DATA LISTING: Begin
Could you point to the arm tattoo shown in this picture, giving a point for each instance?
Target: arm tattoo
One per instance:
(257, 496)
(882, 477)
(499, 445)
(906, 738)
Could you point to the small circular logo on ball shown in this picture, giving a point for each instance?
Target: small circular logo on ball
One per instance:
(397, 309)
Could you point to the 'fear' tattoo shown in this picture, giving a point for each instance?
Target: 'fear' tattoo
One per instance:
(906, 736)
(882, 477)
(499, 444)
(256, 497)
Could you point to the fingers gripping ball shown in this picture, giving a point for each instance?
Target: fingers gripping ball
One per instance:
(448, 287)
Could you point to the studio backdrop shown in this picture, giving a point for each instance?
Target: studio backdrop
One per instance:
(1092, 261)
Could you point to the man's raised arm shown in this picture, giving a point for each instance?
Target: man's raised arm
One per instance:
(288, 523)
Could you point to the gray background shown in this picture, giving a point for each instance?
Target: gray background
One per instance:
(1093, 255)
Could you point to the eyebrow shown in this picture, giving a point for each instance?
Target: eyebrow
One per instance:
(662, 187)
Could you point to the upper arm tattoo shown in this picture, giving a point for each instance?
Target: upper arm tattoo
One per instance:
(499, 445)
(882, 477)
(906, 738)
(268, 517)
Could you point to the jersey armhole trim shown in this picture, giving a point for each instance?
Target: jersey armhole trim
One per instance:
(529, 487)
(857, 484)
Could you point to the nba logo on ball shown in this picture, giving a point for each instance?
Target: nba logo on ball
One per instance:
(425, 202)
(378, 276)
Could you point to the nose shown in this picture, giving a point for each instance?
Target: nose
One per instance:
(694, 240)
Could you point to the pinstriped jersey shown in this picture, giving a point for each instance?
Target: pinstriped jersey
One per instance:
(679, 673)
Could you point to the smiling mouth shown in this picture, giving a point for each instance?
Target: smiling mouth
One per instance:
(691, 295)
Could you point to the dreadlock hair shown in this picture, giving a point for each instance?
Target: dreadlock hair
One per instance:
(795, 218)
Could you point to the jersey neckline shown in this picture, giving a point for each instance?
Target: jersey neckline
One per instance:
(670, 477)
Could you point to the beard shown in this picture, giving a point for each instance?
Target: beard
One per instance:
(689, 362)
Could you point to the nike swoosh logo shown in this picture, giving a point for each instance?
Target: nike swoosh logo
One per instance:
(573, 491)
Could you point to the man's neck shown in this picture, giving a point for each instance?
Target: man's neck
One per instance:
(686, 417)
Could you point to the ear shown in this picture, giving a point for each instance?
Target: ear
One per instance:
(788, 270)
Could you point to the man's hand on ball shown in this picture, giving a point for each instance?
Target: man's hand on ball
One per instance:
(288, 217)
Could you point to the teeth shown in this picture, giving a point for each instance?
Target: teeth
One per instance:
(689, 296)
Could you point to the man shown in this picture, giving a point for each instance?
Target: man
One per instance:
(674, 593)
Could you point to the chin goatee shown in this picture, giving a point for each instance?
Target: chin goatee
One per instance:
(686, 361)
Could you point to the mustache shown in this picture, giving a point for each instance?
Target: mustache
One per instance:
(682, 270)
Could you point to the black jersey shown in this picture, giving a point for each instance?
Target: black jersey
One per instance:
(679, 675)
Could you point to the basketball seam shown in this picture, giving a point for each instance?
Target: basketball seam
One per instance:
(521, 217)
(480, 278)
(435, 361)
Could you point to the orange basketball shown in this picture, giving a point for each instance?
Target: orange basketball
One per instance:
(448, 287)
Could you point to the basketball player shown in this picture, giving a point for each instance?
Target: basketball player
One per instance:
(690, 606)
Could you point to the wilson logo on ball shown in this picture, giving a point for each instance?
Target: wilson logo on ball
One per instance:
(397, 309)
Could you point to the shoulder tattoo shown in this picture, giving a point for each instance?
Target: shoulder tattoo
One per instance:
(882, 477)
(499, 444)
DATA LISTING: End
DATA LISTING: Begin
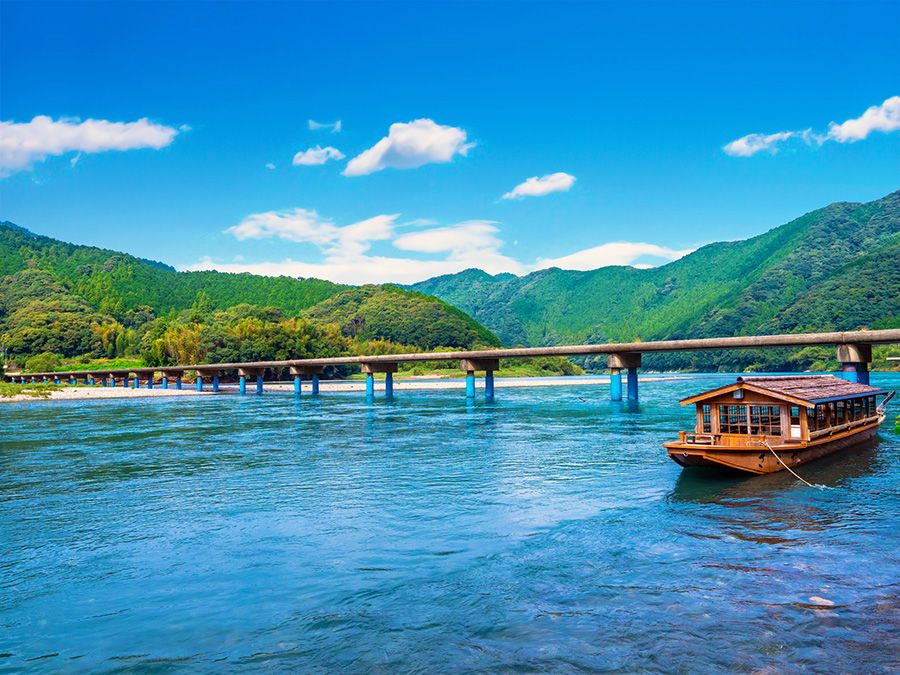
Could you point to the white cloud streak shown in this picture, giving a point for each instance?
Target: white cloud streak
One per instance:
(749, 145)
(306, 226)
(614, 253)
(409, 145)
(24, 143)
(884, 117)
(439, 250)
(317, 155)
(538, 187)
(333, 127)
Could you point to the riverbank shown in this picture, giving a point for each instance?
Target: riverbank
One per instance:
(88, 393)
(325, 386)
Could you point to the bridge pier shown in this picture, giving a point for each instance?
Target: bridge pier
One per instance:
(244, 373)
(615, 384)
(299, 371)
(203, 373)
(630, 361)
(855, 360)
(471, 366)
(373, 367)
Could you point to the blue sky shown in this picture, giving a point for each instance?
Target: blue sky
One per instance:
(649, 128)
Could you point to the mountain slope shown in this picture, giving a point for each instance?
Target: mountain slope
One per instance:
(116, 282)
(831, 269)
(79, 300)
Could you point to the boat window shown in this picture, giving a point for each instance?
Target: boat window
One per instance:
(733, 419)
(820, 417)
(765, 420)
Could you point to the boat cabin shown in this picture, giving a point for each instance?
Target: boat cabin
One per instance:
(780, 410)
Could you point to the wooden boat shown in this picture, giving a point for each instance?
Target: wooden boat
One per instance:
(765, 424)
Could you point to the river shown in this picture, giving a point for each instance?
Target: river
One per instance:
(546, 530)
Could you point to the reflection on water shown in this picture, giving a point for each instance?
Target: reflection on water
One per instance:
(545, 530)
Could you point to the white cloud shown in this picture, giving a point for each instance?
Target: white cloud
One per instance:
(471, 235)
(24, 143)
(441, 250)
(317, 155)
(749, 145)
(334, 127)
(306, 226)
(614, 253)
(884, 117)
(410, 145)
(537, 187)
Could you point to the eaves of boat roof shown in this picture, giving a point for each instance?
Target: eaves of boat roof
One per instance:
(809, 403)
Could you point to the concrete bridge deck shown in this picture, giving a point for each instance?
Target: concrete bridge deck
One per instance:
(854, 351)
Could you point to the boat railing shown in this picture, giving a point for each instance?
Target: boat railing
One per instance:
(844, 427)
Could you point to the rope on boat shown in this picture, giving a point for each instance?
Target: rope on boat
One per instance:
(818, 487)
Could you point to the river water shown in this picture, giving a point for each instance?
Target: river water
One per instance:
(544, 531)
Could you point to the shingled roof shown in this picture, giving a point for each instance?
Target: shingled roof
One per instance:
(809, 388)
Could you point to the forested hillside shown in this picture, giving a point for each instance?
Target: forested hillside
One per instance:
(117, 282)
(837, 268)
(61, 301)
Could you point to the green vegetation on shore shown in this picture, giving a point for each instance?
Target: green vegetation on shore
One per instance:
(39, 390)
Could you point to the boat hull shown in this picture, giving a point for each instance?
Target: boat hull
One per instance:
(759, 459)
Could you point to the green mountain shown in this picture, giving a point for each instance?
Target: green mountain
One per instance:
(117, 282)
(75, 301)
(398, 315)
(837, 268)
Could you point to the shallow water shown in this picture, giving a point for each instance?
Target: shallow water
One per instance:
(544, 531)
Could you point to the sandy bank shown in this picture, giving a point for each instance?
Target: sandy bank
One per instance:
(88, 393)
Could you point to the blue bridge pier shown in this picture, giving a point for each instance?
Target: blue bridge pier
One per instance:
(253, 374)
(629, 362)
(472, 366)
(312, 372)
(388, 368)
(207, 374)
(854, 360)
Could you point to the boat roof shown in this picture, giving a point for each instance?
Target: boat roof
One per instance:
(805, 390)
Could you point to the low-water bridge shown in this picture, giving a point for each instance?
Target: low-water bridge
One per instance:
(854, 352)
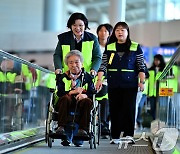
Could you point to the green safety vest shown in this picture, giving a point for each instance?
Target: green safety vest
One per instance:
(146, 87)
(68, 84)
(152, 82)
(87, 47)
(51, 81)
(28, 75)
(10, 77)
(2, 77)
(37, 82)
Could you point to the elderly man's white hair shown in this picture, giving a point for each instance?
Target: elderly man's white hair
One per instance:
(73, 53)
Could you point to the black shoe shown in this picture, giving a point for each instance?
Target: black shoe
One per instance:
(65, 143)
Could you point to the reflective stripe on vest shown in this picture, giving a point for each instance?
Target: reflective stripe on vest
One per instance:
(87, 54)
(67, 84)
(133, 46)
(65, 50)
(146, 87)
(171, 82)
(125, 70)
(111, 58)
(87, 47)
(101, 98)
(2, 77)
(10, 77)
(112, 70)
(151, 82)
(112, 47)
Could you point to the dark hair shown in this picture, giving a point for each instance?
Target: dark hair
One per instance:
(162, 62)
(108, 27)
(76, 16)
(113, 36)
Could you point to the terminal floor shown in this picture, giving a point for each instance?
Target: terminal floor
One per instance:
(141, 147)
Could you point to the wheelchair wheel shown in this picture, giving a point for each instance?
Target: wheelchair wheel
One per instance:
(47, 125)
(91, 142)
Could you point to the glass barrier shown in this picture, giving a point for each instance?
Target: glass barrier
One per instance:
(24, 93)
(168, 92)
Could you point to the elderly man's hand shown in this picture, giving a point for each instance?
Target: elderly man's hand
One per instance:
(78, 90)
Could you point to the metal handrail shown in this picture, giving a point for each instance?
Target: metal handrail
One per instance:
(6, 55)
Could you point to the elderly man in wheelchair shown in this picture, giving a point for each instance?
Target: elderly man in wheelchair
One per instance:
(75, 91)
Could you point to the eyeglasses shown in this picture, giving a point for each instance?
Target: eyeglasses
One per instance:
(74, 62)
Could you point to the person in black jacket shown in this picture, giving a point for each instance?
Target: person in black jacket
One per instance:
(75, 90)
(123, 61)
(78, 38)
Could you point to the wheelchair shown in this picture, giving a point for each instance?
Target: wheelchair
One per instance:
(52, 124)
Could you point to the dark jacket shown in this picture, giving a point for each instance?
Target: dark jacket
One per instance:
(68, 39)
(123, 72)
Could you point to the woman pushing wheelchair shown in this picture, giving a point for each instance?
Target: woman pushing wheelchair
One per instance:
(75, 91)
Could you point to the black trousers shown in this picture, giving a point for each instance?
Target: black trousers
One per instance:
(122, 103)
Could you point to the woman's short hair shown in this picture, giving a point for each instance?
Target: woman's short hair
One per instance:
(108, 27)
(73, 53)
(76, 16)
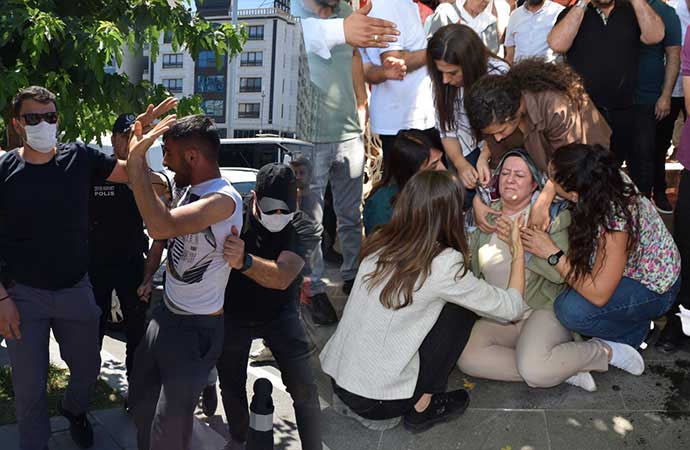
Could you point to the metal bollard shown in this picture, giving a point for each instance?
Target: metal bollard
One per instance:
DATA LISTING: End
DATA LISTING: Begin
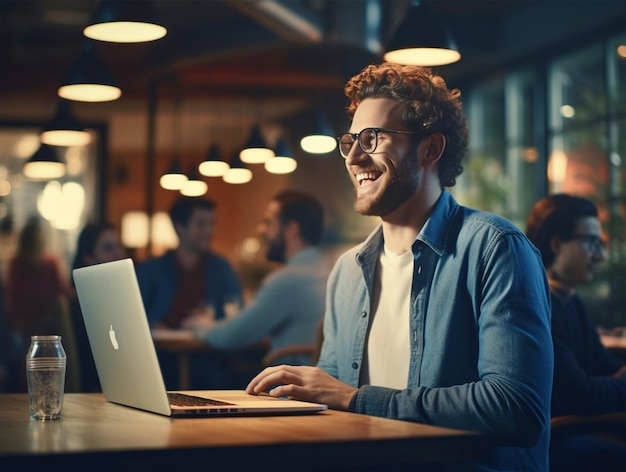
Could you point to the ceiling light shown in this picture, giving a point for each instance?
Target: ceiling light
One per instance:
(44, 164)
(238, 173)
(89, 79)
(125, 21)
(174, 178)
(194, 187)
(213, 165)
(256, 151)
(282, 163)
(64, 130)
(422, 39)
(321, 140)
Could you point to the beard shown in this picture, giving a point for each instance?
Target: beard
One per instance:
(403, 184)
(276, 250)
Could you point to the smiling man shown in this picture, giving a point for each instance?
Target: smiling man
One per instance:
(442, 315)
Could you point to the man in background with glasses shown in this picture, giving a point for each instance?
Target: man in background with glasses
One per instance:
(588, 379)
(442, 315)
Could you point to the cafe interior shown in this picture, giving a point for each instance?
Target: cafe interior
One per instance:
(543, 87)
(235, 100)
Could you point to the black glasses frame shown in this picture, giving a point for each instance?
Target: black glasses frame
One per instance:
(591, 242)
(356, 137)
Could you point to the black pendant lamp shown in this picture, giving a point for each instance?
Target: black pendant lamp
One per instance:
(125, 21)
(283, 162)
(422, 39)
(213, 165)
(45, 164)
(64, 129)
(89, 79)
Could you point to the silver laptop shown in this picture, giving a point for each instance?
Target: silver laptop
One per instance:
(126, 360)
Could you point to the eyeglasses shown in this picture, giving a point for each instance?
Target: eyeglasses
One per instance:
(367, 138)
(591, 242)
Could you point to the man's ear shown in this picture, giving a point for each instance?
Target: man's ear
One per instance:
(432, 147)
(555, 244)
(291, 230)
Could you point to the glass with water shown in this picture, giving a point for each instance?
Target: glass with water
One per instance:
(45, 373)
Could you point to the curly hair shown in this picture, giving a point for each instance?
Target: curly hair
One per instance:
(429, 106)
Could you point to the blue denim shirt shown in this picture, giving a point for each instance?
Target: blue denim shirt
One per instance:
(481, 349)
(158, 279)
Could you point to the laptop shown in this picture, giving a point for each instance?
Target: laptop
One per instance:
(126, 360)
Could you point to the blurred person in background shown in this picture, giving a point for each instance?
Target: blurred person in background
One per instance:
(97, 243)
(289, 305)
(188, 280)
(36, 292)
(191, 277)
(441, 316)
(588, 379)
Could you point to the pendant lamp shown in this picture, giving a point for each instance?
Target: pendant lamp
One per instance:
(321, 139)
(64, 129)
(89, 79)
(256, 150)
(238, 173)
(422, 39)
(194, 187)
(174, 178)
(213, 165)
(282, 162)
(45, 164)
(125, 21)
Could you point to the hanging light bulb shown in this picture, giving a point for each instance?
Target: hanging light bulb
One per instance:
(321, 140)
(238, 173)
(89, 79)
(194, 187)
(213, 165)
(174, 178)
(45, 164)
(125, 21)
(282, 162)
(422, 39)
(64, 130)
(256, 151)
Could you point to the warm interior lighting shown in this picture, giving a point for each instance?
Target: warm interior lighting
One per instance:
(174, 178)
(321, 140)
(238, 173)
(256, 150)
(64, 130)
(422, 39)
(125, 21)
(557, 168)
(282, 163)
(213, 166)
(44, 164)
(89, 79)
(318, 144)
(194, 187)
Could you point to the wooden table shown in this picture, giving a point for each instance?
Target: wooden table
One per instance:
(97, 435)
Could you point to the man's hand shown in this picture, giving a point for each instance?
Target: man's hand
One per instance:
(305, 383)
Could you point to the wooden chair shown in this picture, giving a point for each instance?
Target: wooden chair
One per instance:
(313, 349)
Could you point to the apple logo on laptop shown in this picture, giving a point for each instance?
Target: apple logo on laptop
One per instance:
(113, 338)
DATA LISTING: End
### WORK TASK:
Output exactly the lines above, beginning at the one with "Could you point to the sandy" and stopping after the one with "Could you point to the elderly man's white". Pictures are to be omitted.

### THE ANSWER:
Could you point to the sandy bank shown in this picture, giving a point for each instance?
Target: sandy bank
One per instance:
(88, 393)
Could you point to the blue bridge pier shown in this picture, giving a point for each instance?
Target: blue bridge pier
One per instance:
(253, 374)
(629, 362)
(472, 366)
(312, 372)
(388, 368)
(207, 374)
(854, 360)
Could you point to the boat roof shown in this picture, giving a point for each instance?
Target: boat roof
One per instance:
(805, 390)
Could you point to the low-water bridge shown in this picture, giving a point for each instance?
Target: low-water bridge
One per instance:
(854, 352)
Could you point to the green safety vest shown in this picture, giving a point for each instance?
Target: green safety vest
One per instance:
(146, 87)
(68, 84)
(152, 82)
(87, 47)
(51, 81)
(28, 75)
(10, 77)
(2, 77)
(37, 82)
Could you point to the elderly man's white hair shown in this picture, giving a point for each instance?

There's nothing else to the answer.